* [MATERIAL TO PROCESS]
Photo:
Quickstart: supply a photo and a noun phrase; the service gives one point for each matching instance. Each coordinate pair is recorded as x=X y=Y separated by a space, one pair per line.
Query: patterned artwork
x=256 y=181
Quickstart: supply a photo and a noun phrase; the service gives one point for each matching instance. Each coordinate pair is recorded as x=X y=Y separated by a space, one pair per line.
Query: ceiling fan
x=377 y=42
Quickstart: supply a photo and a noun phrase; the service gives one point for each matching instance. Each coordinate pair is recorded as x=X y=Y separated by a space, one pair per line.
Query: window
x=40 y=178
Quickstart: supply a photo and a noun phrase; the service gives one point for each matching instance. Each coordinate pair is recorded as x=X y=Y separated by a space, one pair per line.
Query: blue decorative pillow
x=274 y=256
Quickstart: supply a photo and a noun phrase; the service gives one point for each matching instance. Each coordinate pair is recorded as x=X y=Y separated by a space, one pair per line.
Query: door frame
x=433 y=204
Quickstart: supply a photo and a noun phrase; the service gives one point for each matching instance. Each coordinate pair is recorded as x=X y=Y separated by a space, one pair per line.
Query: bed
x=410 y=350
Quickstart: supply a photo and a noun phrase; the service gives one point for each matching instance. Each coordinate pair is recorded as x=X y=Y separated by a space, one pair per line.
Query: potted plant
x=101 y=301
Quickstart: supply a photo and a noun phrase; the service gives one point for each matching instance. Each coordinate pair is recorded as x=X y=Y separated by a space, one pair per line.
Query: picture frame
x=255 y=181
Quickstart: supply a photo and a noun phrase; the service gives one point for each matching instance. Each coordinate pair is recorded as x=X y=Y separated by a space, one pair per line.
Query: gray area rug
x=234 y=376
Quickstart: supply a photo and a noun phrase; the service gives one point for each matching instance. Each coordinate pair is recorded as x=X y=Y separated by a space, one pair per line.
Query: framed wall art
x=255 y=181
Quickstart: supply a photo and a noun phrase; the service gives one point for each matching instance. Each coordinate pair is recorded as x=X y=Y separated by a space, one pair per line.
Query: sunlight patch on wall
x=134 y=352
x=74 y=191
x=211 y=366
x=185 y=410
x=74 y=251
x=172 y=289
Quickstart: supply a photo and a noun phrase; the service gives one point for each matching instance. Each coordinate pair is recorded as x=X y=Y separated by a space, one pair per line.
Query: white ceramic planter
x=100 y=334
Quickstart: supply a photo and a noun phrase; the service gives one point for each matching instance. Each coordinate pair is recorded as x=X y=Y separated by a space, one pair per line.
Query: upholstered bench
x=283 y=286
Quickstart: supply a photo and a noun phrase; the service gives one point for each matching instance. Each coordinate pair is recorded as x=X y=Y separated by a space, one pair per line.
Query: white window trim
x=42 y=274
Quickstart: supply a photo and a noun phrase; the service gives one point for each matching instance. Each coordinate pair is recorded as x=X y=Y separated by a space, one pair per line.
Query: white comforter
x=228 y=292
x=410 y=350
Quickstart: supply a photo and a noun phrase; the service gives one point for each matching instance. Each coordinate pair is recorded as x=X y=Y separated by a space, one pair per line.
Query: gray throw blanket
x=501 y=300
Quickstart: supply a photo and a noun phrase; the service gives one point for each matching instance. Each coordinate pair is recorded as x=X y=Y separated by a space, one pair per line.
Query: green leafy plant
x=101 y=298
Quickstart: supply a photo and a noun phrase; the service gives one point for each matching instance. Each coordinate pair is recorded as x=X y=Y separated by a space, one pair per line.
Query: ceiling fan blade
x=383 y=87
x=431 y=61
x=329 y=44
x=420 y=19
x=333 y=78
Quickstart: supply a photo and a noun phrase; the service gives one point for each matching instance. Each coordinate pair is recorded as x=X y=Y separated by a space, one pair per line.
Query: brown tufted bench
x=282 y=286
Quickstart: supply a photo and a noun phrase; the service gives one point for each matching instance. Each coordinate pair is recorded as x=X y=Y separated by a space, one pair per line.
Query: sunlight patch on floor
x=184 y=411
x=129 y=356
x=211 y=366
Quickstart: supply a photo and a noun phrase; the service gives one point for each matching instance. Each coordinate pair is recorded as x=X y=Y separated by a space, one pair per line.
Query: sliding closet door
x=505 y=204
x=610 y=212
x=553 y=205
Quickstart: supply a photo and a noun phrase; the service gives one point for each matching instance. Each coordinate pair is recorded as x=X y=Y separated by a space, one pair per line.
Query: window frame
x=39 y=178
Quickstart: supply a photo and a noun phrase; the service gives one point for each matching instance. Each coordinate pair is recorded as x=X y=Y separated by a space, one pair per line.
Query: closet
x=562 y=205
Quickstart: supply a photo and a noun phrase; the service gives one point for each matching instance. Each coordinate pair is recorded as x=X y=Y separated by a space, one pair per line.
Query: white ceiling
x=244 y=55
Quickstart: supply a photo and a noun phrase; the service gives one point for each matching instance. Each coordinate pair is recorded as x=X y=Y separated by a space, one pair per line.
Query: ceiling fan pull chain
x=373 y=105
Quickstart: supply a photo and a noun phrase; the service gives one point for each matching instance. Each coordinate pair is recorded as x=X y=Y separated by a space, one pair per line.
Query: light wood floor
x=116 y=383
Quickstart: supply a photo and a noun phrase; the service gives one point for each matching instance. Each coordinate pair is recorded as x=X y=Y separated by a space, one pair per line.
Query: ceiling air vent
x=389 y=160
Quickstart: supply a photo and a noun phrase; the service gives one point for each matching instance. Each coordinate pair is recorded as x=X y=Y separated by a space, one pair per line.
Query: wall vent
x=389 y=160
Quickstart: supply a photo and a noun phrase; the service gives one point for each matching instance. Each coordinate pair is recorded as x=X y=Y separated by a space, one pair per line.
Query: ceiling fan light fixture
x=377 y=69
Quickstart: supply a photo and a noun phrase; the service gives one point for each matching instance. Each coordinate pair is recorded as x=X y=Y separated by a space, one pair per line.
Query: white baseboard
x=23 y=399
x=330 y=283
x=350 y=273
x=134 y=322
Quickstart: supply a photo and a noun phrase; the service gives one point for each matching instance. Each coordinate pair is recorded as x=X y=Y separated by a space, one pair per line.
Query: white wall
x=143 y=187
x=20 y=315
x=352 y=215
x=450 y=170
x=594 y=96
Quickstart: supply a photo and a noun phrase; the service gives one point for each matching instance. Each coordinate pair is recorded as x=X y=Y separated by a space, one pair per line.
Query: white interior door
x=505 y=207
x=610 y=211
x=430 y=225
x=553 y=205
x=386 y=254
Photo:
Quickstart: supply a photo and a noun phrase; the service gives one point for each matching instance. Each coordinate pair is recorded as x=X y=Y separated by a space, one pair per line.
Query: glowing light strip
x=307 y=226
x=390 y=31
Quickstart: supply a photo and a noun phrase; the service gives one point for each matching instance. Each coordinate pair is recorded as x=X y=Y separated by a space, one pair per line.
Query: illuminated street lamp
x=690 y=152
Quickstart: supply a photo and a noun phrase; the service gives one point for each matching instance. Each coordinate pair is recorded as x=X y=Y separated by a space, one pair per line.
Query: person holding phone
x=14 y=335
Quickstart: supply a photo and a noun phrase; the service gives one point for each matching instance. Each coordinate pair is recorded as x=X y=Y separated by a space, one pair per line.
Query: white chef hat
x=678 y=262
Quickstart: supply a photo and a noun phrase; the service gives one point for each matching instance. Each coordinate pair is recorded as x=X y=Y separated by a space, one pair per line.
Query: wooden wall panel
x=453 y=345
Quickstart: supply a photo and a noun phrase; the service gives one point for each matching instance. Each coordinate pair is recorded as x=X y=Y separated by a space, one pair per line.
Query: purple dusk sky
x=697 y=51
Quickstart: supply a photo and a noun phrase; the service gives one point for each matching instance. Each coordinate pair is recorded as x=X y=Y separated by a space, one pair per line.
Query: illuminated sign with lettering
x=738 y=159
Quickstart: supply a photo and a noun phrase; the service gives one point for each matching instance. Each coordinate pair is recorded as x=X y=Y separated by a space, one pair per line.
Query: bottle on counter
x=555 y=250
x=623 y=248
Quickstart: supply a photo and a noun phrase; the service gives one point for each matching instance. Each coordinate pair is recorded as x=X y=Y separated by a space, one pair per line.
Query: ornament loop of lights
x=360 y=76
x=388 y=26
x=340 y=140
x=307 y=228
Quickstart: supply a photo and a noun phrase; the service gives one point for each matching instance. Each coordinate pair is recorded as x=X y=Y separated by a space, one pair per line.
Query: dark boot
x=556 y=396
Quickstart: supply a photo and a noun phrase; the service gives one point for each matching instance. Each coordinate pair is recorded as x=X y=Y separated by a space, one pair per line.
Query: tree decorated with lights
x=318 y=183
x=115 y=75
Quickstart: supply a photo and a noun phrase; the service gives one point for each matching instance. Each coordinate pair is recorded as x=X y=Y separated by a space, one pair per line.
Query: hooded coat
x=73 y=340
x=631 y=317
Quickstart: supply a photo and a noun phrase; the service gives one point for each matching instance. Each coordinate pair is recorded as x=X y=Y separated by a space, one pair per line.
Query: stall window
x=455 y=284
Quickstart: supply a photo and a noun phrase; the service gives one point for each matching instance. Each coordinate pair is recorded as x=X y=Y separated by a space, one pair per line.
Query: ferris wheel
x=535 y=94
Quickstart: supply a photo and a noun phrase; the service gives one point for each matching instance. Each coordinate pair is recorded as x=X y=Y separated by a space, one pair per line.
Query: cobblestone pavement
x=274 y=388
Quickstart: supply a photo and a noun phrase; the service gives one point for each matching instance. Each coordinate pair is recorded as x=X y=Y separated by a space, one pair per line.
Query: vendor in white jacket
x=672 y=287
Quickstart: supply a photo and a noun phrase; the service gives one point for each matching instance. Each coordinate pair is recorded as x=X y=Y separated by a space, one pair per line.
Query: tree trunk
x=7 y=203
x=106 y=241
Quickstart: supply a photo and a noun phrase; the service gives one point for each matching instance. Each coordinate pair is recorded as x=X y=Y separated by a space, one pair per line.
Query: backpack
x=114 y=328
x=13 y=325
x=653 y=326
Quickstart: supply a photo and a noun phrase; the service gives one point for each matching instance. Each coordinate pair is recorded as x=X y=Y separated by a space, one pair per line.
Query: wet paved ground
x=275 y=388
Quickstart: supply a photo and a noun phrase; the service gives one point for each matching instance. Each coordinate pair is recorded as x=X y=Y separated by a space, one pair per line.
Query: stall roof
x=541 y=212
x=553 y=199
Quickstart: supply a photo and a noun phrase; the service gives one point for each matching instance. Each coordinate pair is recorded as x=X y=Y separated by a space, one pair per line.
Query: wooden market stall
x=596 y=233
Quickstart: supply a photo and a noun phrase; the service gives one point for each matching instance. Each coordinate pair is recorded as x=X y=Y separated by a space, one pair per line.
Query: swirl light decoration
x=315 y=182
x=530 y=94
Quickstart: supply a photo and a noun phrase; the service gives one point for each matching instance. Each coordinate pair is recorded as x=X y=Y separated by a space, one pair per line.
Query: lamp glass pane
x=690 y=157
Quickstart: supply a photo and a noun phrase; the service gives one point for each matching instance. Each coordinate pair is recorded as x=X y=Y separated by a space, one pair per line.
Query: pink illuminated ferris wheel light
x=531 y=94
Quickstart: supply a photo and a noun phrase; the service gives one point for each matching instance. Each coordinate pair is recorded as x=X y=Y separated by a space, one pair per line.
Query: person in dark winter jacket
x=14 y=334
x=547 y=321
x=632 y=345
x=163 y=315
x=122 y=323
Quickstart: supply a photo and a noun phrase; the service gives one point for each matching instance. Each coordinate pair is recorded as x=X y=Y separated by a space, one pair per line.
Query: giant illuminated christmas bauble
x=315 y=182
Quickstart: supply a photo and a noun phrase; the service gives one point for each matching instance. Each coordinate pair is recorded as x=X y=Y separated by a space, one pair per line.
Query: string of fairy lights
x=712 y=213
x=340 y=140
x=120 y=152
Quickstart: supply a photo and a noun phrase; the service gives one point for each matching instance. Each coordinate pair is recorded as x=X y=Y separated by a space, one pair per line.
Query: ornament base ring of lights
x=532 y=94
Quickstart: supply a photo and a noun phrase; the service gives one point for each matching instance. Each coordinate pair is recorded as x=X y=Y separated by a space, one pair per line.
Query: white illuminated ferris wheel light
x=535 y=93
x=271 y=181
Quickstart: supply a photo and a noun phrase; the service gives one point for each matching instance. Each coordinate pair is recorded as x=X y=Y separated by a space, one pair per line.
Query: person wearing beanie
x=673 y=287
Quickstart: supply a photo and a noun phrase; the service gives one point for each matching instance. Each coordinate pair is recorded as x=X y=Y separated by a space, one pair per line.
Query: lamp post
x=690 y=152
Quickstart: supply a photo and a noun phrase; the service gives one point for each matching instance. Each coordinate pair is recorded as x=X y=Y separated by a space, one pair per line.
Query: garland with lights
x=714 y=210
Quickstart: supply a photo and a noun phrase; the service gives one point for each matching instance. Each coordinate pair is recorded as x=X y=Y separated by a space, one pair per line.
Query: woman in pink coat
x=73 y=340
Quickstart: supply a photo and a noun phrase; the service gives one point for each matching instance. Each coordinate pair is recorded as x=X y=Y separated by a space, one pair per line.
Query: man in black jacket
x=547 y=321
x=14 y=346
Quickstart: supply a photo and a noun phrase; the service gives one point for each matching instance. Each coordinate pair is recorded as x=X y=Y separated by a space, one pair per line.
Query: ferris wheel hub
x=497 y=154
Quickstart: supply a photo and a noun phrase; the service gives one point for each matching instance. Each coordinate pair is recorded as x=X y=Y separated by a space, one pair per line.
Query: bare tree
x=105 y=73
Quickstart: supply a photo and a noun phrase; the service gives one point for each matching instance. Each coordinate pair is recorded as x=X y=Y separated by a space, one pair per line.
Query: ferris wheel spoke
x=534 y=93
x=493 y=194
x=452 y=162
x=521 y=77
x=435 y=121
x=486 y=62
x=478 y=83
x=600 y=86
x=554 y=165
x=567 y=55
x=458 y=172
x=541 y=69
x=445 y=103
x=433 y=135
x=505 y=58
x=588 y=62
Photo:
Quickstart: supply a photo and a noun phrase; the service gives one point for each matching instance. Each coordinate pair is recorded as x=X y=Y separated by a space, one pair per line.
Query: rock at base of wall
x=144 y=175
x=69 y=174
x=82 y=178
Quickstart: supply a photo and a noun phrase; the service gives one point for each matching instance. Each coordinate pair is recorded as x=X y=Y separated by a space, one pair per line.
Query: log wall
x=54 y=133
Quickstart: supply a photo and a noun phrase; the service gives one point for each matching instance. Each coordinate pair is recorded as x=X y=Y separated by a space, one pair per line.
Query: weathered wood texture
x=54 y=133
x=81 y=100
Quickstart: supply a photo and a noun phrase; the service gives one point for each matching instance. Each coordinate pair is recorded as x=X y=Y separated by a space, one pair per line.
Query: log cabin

* [INSTRUCTIONS TO FOLLOW] Reproduce the items word for word, starting at their first line and ending with the line that contains "x=274 y=256", including that line.

* [RESULT OF THE EXERCISE]
Photo:
Quickstart: supply a photo and a noun phrase; the service gives one point for each matching instance. Each coordinate pair is recorded as x=X y=Y separated by a space, one pair per line.
Query: patterned artwork
x=256 y=181
Quickstart: supply a photo and a noun phrase; the service gives one point for each matching instance. Each coordinate pair is recorded as x=X y=Y separated by a space, one pair per line.
Query: ceiling fan
x=377 y=42
Quickstart: supply a photo and a noun phrase; the service gives one point for each matching instance. Each coordinate pair is recorded as x=X y=Y separated by a space, one pair per line.
Query: window
x=40 y=178
Quickstart: supply a photo and a noun phrase; the service gives one point for each matching instance. Each coordinate pair is recorded as x=X y=Y separated by a space, one pair per line.
Query: blue decorative pillow
x=274 y=256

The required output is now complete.